____ SUPPLIED DATA

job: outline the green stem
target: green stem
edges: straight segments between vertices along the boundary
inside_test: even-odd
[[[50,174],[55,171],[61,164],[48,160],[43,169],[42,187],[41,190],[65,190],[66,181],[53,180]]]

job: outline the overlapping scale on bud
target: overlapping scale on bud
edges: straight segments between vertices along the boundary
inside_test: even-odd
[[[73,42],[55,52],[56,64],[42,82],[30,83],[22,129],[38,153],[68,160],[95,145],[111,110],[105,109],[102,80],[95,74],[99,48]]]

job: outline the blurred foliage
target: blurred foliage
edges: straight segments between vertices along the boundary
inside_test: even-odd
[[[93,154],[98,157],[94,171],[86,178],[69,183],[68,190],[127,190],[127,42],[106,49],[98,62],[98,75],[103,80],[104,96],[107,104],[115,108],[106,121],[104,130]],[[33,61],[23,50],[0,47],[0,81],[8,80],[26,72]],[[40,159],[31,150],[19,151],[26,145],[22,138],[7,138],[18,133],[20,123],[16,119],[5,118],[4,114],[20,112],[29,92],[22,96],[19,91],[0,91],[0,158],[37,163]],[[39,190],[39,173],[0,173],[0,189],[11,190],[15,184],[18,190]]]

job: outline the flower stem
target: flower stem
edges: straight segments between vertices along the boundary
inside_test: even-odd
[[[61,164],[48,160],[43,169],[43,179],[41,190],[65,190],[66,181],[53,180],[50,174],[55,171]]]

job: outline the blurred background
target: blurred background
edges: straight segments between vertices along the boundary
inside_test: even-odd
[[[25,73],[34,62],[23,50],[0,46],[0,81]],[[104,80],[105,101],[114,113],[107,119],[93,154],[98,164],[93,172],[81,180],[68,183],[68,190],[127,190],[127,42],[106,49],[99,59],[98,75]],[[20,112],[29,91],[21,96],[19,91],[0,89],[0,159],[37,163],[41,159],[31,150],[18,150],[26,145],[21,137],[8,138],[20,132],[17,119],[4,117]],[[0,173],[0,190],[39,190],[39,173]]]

________

PROBLEM REQUIREMENTS
Please convert the items into a two-column CSV with the headers item and answer. Start at the line containing "job: outline the blurred foliage" and go through the end of the items, with one row per item, each field quoted, and line breaks replaced by spaces.

SOLUTION FOR THIS PROBLEM
item,answer
"job: outline the blurred foliage target: blurred foliage edges: straight segments between vertices along the boundary inside_test: even-odd","[[[93,154],[98,157],[94,171],[86,178],[69,183],[68,190],[127,190],[127,42],[106,49],[98,62],[98,75],[103,80],[104,96],[107,104],[115,108],[106,121],[104,130]],[[33,61],[23,50],[0,47],[0,81],[8,80],[26,72]],[[40,159],[31,150],[19,151],[26,145],[22,138],[7,138],[18,133],[20,123],[16,119],[5,118],[4,114],[20,112],[29,92],[22,96],[19,91],[0,91],[0,158],[37,163]],[[39,190],[39,173],[0,173],[0,189],[11,190],[15,184],[18,190]]]"
"job: outline the flower stem target: flower stem edges: straight segments between vertices along the boundary inside_test: even-odd","[[[61,164],[48,160],[43,169],[43,179],[41,190],[65,190],[66,181],[53,180],[50,174],[55,171]]]"
"job: outline the blurred background target: blurred background edges: straight segments between vertices along the boundary inside_test: even-odd","[[[25,73],[34,62],[23,50],[0,46],[0,81]],[[104,80],[105,101],[114,113],[107,119],[93,154],[98,164],[93,172],[81,180],[68,183],[68,190],[127,190],[127,42],[106,49],[99,59],[98,75]],[[20,112],[29,91],[21,96],[19,91],[0,89],[0,159],[37,163],[41,159],[31,150],[18,150],[26,145],[21,137],[8,138],[20,132],[17,119],[4,117]],[[0,173],[0,190],[39,190],[39,173]]]"